Exercise goal:
Nothing in the records may be altered; repeat them exactly.

Data for processing:
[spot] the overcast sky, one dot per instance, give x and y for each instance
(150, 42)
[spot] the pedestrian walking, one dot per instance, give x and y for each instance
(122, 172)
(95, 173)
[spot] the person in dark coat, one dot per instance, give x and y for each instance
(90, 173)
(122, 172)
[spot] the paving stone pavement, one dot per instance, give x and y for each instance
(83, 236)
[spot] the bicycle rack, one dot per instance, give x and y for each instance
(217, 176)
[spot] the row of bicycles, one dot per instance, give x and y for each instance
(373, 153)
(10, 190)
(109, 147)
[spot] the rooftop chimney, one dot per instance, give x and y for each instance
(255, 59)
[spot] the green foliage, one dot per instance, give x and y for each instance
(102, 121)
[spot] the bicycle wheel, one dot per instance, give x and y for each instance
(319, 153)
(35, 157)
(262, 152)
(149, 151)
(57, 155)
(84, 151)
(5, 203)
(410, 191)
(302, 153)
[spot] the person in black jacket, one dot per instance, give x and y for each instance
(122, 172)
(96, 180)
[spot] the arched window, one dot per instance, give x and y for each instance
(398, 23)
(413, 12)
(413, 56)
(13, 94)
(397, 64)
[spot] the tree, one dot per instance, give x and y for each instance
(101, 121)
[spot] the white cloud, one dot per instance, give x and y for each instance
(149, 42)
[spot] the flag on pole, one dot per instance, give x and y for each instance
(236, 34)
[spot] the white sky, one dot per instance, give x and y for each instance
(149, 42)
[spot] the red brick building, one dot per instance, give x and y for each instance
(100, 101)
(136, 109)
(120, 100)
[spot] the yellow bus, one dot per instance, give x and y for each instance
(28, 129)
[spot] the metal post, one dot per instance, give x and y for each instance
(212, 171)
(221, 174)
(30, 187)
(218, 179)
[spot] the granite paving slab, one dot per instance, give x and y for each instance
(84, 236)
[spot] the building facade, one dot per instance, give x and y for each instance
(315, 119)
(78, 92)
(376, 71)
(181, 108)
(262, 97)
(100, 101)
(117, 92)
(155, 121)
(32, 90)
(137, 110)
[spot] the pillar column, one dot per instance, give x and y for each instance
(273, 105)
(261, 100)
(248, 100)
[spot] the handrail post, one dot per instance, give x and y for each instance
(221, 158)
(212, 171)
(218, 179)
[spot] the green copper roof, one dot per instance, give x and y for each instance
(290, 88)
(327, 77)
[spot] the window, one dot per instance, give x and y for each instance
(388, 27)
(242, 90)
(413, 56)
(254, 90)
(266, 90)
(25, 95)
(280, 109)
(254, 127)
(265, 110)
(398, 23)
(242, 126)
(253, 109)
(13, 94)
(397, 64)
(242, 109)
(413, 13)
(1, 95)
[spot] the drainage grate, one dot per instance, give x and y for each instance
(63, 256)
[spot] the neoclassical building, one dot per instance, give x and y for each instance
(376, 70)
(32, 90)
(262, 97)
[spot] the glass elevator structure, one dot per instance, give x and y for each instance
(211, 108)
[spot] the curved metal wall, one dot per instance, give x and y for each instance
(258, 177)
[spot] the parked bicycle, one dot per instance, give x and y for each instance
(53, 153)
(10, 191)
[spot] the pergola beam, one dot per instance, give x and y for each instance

Written response:
[spot] the overcast sky, one dot per instance, give x and y for each instance
(150, 42)
[spot] the pedestrian walking, one dot per instance, give x and y for each instance
(122, 172)
(95, 173)
[spot] the person in dark coat, one dot per instance, give x and y for each instance
(90, 173)
(122, 172)
[spot] the paving stone pavement, one dot per instance, give x and y for each instance
(83, 236)
[spot] the bicycle rack, one dot per instance, give x and y for each instance
(217, 176)
[spot] the row of bicycles, one dot per instance, give x and y for each instance
(373, 153)
(10, 190)
(109, 147)
[spot] the rooftop chimney, one dot per instance, give x and y for each instance
(255, 59)
[spot] the green foliage, one dot per instance, give x and y for each instance
(102, 121)
[spot] the bicycle wheel, one dot per instance, give x and y for each instance
(319, 153)
(35, 157)
(262, 152)
(149, 151)
(57, 155)
(84, 151)
(5, 203)
(410, 191)
(302, 153)
[spot] the person in black jacket, one dot per instance, give x and y for each instance
(122, 172)
(96, 180)
[spot] the arched window, one dot per instance, give x and y for each instance
(398, 23)
(413, 12)
(413, 56)
(13, 94)
(397, 64)
[spot] the tree, one dot per instance, give x and y for each instance
(101, 121)
[spot] the white cloud, one dot per instance, give x and y for each instance
(149, 42)
[spot] the flag on pole, one dot per instance, give x and y for each instance
(236, 34)
[spot] the white sky, one dot per instance, give x and y for each instance
(149, 42)
[spot] the red brick building, one dot per instance, give x and y for each instance
(100, 101)
(136, 109)
(120, 100)
[spot] the yellow bus, one dot per instance, give x and y for each instance
(28, 129)
[spot] the metal post, one dot per instance, give x and y for each instance
(212, 171)
(221, 174)
(30, 187)
(218, 179)
[spot] the granite paving slab, one dot per instance, give x and y for each instance
(84, 236)
[spot] the building facade, one dot per instance, give x and y for each instance
(315, 119)
(78, 92)
(376, 71)
(181, 108)
(262, 97)
(100, 101)
(117, 92)
(155, 121)
(32, 90)
(137, 110)
[spot] the pillar column, one dot per instance, give x and y for each instance
(273, 105)
(261, 100)
(248, 100)
[spot] the handrail post, one dot per instance, give x and y for each instance
(221, 158)
(212, 171)
(218, 179)
[spot] the green copper roof, one dot per instance, give x and y for each instance
(290, 88)
(327, 77)
[spot] the window, one dot per instance, give x and y for each instance
(388, 27)
(242, 90)
(413, 56)
(254, 90)
(266, 90)
(25, 95)
(280, 109)
(254, 127)
(265, 110)
(398, 23)
(242, 126)
(253, 109)
(13, 94)
(397, 64)
(242, 109)
(413, 13)
(1, 95)
[spot] the drainage grate, one dot per instance, give x and y for each instance
(63, 256)
[spot] the neoclassical building, one dot per instance, give x and y for each instance
(376, 70)
(32, 90)
(262, 97)
[spot] the glass elevator structure, one dot per instance, give x and y for each instance
(211, 108)
[spot] the curved metal wall, one dot per instance, give x and y for each instance
(258, 177)
[spot] the parked bicycle, one dot per instance, give x and y for each instance
(53, 153)
(10, 191)
[spot] the pergola beam, one dot per instance, give x and y for each instance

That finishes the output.